======== THE RECORDS ========

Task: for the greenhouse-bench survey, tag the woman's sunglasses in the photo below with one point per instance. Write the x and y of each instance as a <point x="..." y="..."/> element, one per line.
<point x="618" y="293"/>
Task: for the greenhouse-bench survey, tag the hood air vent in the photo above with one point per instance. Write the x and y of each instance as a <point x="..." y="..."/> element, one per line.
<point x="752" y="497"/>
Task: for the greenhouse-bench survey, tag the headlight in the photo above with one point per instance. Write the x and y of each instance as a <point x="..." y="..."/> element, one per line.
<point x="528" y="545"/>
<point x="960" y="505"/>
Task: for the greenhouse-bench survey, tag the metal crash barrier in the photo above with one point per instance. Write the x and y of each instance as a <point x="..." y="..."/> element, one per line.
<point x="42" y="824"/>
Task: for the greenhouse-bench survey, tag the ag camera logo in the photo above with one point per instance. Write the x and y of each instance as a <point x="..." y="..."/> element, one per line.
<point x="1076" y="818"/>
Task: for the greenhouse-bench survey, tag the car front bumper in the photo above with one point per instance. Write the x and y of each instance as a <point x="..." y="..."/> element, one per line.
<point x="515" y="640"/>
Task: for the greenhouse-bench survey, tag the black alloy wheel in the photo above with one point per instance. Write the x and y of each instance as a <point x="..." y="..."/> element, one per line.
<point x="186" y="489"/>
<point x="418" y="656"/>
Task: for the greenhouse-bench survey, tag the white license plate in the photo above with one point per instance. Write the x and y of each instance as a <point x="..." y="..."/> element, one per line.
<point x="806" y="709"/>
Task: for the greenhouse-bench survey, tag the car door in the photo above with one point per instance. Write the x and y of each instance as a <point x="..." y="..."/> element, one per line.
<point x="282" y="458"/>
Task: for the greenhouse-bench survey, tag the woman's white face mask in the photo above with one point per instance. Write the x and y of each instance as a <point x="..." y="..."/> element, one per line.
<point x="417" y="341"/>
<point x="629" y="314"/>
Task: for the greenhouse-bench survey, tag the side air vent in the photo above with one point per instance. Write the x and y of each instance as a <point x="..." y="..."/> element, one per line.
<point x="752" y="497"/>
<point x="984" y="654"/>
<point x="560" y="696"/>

========

# [GOAL]
Edit the material above by replacing every "tag" with "mark", leaving everything else unchanged, and write out all of it again.

# [TASK RESULT]
Task: for the greenhouse-bench survey, mark the woman's sunglasses in the photo below with one point per instance. Write the x and y of each instance as a <point x="..." y="..."/> element, one per line.
<point x="618" y="293"/>
Task: for the greenhouse-bench survey, mark the hood air vent in the photo above with one point per instance. Write the x and y of each instance as a <point x="..." y="..."/> element, one per line.
<point x="752" y="497"/>
Task: for the greenhouse-bench survey, mark the headlight in the photo above with one point per instance. Write the x and y of each instance as a <point x="..." y="..."/> element, one per line.
<point x="528" y="545"/>
<point x="960" y="505"/>
Task: for the greenhouse-bench survey, mark the metal crash barrier in the photo above with one point per instance. Write the x and y of each instance as a <point x="..." y="..."/> element, one per line.
<point x="42" y="824"/>
Task: for the greenhouse-bench survey, mark the ag camera logo in the photo above with one point per instance. Write the x and y of each instance as a <point x="..." y="..."/> element, one per line.
<point x="1076" y="818"/>
Task: for the greenhouse-bench survey, mark the car front bumper in the photo above with one point per instance. Write the x and y of each instance as a <point x="..." y="..."/> element, one per line.
<point x="515" y="640"/>
Task: for the greenhouse-bench survey, mark the black alloy wheel in the photo above with one point per instance. Write the x and y of each instance as a <point x="..." y="..."/> element, one per line.
<point x="186" y="489"/>
<point x="418" y="656"/>
Task: for the greenhouse-bench survey, mark the white license plate in the photo above with one point per instance. Write the x and y of each instance as a <point x="..." y="..."/> element, one per line.
<point x="806" y="709"/>
Task: for the greenhouse-bench survey, mark the car door in the photo above with one point per instance. Write the x and y of each instance as a <point x="..." y="..."/> element, one per line.
<point x="282" y="458"/>
Task: for the greenhouse-bench survey, mark the woman's white face mask in the photo above with one point per instance. Write the x and y of each instance as a <point x="..." y="..."/> element, one per line.
<point x="417" y="341"/>
<point x="629" y="314"/>
Task: for the greenhouse-bench survey, mark the side air vent in the photo above with one point per instance. Write the x and y of each instance as a <point x="..." y="..."/> element, one per line.
<point x="752" y="497"/>
<point x="984" y="654"/>
<point x="560" y="696"/>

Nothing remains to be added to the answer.